begin PROVIDED MATERIAL

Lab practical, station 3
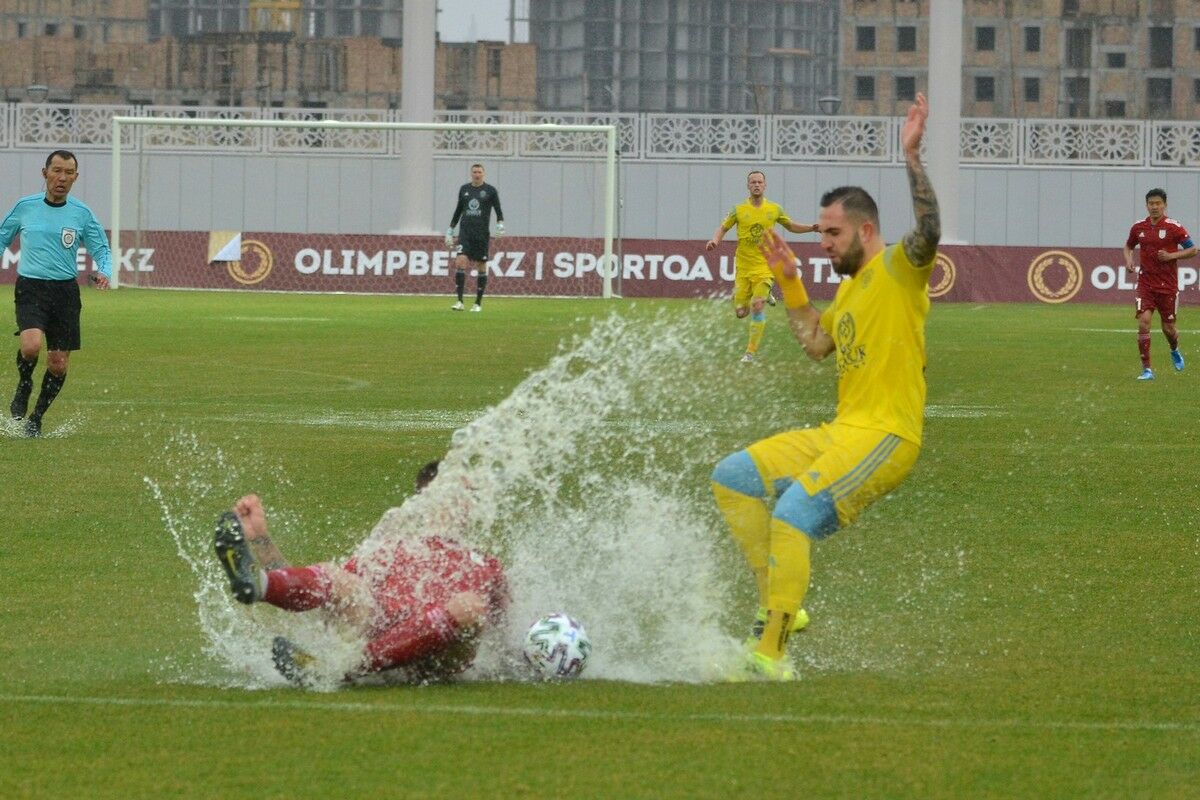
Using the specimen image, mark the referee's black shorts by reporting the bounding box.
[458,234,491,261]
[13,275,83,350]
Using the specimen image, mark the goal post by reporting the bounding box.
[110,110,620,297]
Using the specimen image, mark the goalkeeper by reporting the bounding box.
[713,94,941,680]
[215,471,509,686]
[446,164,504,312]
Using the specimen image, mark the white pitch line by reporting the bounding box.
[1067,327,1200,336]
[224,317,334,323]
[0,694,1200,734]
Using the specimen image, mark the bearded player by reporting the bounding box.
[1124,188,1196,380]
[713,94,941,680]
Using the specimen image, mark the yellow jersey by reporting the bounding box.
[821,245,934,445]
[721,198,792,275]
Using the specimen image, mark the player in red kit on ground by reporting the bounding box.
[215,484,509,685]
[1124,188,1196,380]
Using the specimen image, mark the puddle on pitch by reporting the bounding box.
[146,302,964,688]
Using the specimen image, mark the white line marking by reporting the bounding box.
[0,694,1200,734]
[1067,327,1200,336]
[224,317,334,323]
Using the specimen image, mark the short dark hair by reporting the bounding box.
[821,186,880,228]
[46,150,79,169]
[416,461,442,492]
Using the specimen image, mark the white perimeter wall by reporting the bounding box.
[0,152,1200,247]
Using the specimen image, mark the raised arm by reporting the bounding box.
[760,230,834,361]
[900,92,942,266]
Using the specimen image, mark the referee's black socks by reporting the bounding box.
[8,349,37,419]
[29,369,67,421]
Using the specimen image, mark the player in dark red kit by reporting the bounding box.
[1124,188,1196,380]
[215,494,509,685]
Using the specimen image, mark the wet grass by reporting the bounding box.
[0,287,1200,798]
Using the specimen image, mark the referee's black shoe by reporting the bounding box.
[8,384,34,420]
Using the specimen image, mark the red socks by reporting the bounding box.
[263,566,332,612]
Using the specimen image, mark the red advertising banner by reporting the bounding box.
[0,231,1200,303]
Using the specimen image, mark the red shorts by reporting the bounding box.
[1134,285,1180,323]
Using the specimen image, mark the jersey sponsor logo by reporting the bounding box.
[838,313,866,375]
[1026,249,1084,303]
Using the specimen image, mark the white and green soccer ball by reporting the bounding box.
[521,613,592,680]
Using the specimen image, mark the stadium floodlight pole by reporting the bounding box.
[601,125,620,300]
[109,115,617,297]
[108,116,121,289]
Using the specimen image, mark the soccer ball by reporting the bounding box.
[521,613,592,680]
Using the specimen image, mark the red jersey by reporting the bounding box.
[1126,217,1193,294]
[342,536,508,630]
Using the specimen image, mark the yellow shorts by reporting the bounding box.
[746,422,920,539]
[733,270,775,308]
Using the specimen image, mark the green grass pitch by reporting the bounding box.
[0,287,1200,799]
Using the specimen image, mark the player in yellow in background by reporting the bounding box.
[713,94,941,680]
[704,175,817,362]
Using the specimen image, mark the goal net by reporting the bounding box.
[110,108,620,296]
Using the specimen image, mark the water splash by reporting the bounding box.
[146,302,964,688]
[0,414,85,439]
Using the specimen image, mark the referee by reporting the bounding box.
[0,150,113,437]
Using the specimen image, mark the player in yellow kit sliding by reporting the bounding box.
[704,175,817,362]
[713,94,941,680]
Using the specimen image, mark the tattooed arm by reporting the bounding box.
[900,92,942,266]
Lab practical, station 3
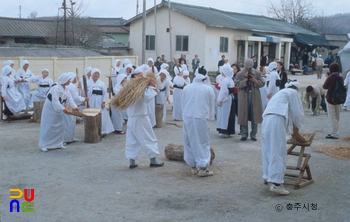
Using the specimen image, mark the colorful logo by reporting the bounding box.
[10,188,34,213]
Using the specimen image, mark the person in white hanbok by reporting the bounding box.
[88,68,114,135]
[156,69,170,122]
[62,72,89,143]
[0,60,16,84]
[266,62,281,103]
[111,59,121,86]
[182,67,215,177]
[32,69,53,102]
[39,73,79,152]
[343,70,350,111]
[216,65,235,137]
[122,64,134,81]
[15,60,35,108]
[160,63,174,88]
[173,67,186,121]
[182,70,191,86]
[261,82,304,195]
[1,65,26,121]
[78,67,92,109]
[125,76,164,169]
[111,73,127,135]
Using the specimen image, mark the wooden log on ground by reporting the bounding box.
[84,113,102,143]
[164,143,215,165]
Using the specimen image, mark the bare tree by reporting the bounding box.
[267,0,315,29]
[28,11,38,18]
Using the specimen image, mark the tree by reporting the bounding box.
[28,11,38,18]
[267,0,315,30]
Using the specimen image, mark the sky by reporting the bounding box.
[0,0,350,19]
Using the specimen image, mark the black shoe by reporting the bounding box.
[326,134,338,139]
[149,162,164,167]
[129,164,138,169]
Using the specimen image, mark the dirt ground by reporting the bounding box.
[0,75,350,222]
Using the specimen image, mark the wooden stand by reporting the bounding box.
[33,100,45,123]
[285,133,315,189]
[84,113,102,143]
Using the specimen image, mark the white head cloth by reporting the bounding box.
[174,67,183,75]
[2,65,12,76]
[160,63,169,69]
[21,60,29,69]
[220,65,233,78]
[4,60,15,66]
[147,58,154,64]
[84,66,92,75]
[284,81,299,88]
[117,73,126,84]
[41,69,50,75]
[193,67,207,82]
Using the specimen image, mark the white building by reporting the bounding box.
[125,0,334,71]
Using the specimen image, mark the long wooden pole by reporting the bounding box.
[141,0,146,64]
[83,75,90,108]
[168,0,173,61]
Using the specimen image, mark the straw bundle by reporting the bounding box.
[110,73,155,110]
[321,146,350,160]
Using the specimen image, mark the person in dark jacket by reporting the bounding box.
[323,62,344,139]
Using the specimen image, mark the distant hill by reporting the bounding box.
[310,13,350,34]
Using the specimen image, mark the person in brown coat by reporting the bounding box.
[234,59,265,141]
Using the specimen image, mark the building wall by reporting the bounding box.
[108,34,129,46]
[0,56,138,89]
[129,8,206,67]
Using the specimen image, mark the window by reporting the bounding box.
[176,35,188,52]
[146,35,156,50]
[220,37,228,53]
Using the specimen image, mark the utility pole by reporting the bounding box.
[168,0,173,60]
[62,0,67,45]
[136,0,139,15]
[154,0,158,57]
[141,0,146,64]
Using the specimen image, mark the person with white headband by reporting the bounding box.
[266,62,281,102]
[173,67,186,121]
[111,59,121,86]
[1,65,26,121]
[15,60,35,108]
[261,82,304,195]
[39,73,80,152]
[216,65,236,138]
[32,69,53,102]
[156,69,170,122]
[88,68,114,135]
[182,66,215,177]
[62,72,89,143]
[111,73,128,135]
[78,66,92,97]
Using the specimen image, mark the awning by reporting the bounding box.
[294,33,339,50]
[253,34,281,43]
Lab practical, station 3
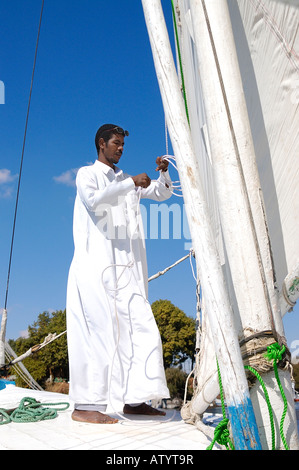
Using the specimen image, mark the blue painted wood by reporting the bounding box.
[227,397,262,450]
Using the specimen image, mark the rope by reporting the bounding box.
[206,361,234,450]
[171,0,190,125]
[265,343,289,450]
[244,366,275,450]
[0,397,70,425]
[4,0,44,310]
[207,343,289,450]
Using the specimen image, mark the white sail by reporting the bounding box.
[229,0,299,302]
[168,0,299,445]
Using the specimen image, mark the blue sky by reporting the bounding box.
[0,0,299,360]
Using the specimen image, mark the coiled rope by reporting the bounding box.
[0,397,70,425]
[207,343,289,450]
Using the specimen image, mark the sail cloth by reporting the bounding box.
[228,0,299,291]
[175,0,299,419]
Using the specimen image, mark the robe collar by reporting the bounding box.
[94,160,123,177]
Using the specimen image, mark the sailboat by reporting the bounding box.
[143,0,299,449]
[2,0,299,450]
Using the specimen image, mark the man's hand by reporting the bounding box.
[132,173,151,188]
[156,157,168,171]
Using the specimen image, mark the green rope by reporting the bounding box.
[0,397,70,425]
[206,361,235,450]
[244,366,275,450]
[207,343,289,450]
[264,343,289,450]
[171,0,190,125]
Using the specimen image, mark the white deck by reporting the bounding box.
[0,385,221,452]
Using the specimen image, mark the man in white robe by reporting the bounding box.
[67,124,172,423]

end PROVIDED MATERIAL

Update the part of the material that opens with the line containing "Using the specimen image, mark the goal net" and closes with the line containing "[0,150,113,437]". Write those lines out again with "water splash" changed to "splashing water" and nothing else altered.

TASK RESULT
Using the specimen image, mark the goal net by reporting the bounding box.
[110,108,620,296]
Using the specimen image, mark the splashing water by reporting the bounding box.
[146,302,964,688]
[0,414,85,439]
Using the specimen image, mark the referee by reporting the bounding box.
[0,150,113,437]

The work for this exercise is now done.